[Opening Data for analysis section]
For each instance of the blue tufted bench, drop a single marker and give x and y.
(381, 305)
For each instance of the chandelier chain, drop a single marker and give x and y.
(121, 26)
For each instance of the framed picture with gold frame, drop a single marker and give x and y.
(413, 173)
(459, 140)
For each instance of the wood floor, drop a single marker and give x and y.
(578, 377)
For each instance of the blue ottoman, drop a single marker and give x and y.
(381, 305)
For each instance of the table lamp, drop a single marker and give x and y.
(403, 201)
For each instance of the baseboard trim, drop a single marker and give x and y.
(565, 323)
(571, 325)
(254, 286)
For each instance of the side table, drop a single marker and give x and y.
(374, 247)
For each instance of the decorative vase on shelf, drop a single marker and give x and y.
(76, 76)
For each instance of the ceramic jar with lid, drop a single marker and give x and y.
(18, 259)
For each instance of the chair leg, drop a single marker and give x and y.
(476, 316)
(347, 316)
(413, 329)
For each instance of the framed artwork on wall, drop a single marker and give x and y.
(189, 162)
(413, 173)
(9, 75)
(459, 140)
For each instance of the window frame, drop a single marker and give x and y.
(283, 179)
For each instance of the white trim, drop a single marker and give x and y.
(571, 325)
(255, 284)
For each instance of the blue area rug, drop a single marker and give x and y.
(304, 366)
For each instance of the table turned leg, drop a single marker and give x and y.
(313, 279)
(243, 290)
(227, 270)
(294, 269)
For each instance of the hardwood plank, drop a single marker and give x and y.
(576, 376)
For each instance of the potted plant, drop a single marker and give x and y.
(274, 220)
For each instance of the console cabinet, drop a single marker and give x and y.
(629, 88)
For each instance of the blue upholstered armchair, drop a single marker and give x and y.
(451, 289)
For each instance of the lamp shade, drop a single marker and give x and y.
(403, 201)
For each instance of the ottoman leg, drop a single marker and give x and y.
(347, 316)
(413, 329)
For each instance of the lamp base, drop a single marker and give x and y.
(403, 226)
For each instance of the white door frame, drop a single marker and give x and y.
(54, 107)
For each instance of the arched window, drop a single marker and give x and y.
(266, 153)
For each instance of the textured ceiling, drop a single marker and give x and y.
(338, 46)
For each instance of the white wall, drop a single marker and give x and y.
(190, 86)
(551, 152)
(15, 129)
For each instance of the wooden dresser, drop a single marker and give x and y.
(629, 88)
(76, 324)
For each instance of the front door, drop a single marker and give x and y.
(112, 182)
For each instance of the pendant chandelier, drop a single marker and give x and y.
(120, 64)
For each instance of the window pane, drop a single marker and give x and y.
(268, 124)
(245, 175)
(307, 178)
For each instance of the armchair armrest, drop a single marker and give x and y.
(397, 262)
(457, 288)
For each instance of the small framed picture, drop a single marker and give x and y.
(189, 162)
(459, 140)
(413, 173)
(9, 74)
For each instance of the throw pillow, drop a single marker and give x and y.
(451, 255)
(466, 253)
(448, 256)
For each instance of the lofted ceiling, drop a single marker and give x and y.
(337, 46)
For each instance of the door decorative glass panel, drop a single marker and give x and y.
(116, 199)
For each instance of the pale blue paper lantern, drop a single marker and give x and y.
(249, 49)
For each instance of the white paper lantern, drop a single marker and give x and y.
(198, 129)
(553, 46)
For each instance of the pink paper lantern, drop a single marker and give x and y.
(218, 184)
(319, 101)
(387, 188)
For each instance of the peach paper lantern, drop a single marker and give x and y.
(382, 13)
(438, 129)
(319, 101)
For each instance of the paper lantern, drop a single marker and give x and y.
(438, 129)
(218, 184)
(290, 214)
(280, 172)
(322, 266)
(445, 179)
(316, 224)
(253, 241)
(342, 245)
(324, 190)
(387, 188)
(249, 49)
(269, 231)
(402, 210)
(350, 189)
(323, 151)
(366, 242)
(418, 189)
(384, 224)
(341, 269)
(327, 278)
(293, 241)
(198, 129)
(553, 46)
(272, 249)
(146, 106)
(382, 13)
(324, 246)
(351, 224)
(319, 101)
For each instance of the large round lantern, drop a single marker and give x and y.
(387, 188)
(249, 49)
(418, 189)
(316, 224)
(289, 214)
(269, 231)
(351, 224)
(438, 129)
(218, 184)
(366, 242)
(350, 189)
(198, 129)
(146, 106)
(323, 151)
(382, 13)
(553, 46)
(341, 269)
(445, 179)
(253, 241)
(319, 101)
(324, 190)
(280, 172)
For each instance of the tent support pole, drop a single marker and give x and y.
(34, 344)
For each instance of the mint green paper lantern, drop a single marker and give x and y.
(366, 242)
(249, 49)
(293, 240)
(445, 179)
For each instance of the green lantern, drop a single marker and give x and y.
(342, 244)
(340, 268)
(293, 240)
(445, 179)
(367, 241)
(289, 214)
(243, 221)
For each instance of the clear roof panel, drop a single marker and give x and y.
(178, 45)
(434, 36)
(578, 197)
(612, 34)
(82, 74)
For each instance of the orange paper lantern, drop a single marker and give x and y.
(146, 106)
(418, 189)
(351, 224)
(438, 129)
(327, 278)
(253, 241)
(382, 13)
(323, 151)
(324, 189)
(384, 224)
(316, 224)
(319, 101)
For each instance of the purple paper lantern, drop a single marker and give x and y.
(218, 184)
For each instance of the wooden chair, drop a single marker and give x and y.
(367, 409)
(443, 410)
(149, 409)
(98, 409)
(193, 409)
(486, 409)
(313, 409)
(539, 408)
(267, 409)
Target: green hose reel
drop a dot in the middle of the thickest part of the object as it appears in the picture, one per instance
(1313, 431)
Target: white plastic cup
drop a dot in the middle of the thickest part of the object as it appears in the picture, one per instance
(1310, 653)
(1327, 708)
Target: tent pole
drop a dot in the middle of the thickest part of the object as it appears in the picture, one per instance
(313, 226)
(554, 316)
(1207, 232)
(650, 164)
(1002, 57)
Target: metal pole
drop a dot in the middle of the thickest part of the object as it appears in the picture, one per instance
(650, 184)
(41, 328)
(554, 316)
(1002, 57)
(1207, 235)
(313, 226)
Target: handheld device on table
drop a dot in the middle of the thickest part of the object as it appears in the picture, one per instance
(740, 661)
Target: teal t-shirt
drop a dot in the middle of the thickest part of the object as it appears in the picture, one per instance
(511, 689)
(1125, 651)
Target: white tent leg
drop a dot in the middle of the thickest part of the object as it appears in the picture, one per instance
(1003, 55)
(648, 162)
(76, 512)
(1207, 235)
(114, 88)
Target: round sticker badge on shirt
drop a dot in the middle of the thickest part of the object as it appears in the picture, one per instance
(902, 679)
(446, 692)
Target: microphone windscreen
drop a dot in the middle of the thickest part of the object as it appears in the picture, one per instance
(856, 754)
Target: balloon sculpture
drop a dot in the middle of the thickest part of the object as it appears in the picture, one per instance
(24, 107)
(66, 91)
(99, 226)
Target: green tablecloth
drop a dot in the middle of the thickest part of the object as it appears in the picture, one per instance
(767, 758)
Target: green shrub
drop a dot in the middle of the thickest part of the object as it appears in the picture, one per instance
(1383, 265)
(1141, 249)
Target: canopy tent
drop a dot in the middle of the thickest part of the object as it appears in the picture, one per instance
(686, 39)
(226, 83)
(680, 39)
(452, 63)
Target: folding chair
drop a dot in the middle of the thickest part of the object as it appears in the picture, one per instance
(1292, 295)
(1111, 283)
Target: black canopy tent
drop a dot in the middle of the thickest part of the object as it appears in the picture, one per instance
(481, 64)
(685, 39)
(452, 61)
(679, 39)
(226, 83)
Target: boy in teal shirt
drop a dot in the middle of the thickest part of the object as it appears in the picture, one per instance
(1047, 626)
[Closing Data for analysis section]
▸ **Instructions to follow**
Report only the number of lines above that contain "teal".

▸ **Task output**
2